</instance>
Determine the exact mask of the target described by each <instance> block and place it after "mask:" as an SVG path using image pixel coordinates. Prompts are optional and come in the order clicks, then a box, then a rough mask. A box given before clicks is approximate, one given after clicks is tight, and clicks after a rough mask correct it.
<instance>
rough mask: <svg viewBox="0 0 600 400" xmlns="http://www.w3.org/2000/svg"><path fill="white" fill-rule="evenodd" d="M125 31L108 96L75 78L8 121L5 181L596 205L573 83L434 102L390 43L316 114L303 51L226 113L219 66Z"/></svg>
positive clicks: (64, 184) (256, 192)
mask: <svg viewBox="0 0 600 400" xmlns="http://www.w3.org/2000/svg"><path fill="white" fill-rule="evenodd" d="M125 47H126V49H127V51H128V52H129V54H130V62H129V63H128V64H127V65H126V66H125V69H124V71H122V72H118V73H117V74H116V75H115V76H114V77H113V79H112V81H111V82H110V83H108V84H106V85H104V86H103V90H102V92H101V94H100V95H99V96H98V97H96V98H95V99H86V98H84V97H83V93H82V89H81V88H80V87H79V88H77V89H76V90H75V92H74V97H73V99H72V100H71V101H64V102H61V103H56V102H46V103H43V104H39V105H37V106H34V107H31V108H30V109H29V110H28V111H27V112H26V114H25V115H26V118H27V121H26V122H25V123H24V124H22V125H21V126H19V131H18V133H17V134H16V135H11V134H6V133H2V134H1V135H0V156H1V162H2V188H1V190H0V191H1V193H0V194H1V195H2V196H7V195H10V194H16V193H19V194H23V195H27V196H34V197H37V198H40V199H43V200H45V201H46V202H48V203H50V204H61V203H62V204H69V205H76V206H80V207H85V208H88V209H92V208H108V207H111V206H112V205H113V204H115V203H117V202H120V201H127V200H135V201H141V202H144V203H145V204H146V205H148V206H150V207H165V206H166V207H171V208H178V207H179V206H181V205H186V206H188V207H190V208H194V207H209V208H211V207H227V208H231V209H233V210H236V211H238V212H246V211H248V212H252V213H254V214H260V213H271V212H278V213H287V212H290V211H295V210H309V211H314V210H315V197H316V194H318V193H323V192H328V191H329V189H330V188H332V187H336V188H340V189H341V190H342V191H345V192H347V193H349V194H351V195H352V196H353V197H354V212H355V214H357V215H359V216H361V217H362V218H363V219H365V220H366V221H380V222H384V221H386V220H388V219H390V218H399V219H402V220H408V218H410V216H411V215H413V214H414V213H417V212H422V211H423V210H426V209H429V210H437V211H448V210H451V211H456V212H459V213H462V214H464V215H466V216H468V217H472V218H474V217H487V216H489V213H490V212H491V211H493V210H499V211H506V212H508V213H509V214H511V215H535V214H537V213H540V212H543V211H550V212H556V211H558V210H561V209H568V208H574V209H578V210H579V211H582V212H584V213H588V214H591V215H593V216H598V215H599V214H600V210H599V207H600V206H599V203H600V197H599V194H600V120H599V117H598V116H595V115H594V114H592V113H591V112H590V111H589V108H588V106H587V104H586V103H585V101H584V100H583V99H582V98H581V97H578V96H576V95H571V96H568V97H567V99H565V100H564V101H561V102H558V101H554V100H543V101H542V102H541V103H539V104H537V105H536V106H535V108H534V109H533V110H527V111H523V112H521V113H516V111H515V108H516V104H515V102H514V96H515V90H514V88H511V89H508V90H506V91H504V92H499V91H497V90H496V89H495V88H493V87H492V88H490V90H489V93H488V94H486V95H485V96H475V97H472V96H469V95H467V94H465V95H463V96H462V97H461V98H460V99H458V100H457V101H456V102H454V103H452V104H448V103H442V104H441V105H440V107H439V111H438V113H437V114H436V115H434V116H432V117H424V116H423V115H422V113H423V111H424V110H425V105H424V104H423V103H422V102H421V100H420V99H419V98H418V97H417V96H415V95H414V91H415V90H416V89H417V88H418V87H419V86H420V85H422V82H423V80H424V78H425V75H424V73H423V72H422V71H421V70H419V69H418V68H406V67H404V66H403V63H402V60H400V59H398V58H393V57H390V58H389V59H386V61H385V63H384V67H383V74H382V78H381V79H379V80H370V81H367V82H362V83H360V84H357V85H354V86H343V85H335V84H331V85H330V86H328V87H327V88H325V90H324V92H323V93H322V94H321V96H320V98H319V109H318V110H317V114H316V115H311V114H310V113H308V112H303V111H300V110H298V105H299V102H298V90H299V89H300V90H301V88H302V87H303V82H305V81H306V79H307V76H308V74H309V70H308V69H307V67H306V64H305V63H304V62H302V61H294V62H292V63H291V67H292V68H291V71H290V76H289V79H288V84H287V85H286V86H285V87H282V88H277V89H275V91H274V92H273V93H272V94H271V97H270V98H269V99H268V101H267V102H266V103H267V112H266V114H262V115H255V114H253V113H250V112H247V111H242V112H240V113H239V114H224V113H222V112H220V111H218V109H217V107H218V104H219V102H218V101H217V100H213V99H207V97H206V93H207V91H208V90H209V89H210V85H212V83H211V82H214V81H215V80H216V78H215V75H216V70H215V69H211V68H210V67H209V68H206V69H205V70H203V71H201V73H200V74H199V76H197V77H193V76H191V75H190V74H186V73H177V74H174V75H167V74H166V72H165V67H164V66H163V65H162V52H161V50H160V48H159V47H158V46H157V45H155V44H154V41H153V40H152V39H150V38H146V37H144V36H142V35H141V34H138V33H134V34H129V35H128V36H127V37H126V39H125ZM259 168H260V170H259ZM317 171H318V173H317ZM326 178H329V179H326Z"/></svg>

_ _ _ _

> Your goal
Each line in the listing above that includes "instance" is to be copied.

> Task solution
</instance>
Determine the exact mask of the target described by each <instance> block and place it after "mask:" as an SVG path using image pixel coordinates. Prompts are optional and come in the order clicks, then a box, then a rough mask. A box given before clicks is approximate, one given after clicks is tight, and clicks after a rough mask correct it.
<instance>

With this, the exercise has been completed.